## TASK INSTRUCTIONS
Entries follow. Return each line that contains the word "bench".

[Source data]
════════════════════
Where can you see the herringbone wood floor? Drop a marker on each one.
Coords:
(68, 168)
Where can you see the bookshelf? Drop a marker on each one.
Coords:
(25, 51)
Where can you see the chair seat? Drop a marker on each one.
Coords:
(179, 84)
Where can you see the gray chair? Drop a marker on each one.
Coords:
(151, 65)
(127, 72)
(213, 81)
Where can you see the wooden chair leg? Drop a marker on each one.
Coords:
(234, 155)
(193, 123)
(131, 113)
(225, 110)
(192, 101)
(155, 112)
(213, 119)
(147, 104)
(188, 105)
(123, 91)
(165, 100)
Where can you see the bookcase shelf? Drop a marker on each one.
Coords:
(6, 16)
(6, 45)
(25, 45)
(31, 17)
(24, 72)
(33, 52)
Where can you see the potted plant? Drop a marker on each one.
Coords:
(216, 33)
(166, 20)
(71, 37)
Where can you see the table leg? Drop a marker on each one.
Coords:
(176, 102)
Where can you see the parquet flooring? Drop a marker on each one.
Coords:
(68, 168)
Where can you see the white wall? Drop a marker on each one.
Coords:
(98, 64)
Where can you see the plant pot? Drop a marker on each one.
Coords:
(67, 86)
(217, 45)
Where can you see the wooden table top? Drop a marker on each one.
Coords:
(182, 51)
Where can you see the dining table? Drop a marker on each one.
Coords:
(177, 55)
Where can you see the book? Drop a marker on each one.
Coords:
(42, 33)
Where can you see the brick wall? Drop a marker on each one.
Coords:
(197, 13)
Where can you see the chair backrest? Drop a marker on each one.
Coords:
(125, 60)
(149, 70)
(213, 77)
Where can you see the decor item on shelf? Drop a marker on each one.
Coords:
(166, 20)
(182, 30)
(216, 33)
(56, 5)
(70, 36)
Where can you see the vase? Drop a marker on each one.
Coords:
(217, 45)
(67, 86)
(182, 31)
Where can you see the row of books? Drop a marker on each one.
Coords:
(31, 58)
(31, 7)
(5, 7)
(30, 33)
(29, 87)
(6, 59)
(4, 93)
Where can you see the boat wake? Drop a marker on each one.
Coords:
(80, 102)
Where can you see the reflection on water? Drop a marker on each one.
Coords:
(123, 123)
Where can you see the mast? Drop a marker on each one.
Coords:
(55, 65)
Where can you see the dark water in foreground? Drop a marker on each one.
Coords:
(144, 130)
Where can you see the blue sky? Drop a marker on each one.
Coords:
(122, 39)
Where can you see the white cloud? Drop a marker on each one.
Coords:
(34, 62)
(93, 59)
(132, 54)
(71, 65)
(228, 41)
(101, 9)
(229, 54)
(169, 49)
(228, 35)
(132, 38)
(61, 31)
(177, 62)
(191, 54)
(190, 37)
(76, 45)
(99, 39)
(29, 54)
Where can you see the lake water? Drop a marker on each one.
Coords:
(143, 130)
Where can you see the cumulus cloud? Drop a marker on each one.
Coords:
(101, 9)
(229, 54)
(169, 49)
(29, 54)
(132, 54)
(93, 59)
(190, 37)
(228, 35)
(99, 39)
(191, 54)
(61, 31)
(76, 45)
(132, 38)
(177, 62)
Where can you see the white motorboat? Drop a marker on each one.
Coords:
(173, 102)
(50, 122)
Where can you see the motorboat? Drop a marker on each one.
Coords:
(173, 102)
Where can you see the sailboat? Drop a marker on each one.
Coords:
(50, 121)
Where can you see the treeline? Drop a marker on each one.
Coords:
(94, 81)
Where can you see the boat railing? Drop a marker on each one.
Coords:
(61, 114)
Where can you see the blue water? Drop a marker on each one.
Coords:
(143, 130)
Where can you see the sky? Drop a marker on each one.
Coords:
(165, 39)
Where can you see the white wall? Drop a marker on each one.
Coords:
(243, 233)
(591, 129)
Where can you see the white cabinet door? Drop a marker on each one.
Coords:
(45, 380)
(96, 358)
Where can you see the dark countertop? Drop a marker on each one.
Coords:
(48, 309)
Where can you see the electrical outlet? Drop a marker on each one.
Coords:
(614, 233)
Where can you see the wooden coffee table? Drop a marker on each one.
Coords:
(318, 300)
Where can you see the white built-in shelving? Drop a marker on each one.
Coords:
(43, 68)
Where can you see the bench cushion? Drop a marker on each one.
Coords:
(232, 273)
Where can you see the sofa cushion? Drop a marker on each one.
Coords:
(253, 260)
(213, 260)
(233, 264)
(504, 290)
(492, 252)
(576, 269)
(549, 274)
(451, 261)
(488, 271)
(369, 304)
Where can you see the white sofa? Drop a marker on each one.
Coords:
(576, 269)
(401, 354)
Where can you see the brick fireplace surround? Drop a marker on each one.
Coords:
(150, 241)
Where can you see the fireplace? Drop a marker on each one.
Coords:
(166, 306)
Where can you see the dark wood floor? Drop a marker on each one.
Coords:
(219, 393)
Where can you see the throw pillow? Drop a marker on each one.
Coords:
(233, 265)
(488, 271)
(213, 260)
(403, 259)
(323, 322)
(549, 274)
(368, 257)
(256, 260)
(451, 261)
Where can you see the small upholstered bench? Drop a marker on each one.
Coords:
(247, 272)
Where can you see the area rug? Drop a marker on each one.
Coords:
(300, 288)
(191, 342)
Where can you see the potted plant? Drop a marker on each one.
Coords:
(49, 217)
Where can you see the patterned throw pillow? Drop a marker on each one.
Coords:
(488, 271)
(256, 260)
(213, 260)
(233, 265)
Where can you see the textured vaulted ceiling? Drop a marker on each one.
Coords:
════════════════════
## EXERCISE RESPONSE
Where can you see the bench cushion? Drop a marker on each one.
Where can you see the small upholstered bench? Drop a marker on each one.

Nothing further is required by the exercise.